### What to do
Without omitting anything, write out the listing below precisely.

Segment Open

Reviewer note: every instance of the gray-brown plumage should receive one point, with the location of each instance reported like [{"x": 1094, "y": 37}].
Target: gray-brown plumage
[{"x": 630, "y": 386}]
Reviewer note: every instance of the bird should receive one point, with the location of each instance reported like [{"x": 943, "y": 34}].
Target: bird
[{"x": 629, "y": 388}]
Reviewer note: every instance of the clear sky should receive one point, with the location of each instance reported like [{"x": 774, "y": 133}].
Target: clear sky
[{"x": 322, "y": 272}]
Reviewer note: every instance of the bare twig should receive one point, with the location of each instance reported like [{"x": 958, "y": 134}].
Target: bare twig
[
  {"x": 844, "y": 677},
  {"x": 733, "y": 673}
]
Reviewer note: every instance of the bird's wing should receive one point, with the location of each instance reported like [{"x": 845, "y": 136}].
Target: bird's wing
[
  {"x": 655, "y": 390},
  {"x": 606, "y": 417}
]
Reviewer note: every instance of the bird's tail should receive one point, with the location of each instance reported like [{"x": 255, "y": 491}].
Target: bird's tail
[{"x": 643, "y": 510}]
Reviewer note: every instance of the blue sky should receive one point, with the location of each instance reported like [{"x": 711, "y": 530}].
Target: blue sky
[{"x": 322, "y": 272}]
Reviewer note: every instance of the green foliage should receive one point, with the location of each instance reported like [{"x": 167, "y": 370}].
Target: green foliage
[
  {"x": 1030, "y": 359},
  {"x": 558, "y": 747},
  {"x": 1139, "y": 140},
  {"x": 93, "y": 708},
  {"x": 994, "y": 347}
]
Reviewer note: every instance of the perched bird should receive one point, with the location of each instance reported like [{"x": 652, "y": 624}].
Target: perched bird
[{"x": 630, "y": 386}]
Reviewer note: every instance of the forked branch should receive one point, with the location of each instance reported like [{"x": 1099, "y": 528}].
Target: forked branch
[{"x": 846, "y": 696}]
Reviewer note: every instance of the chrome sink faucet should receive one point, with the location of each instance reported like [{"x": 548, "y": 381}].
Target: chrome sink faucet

Segment Closed

### Final answer
Reviewer note: every instance of the gray-brown plumage should receive one point, with the location of each instance reported like [{"x": 1094, "y": 37}].
Target: gray-brown plumage
[{"x": 630, "y": 386}]
Reviewer note: every instance of the bird should receive one point, with the location of each instance reported like [{"x": 943, "y": 34}].
Target: bird
[{"x": 629, "y": 388}]
Reviewer note: every instance of the clear sky should receive one point, with the location of each instance reported like [{"x": 774, "y": 133}].
Target: clear sky
[{"x": 322, "y": 272}]
Reviewer note: every instance of the bare twig should receive one point, with the location of each instance reported like [{"x": 958, "y": 134}].
Target: bare twig
[
  {"x": 844, "y": 677},
  {"x": 733, "y": 673}
]
Reviewer note: every instance of the bird's wing should receive one point, with the location of each instance reported like [{"x": 845, "y": 136}].
Target: bird's wing
[
  {"x": 655, "y": 390},
  {"x": 606, "y": 417}
]
Reviewer note: every instance of the bird's tail should receive one point, with the location of each instance reported like [{"x": 255, "y": 491}].
Target: bird's tail
[{"x": 643, "y": 510}]
Reviewer note: every instance of the blue sky should receive one point, with the location of each instance reported like [{"x": 711, "y": 530}].
Target: blue sky
[{"x": 322, "y": 272}]
Reviewer note: every instance of the green foliage should receive one point, with the location of each instance reported like [{"x": 167, "y": 370}].
Target: green foliage
[
  {"x": 1030, "y": 359},
  {"x": 558, "y": 747},
  {"x": 1139, "y": 140},
  {"x": 93, "y": 708},
  {"x": 994, "y": 347}
]
Reviewer note: every instance of the perched bird should receive one point, with the location of each instance reported like [{"x": 652, "y": 624}].
Target: perched bird
[{"x": 630, "y": 386}]
Reviewer note: every instance of the forked branch should receive one point, with the location of each instance reported like [{"x": 1099, "y": 528}].
Target: forked branch
[{"x": 846, "y": 696}]
Reviewer note: every instance of the chrome sink faucet should receive one point, with the location of each instance reported like [{"x": 548, "y": 381}].
Target: chrome sink faucet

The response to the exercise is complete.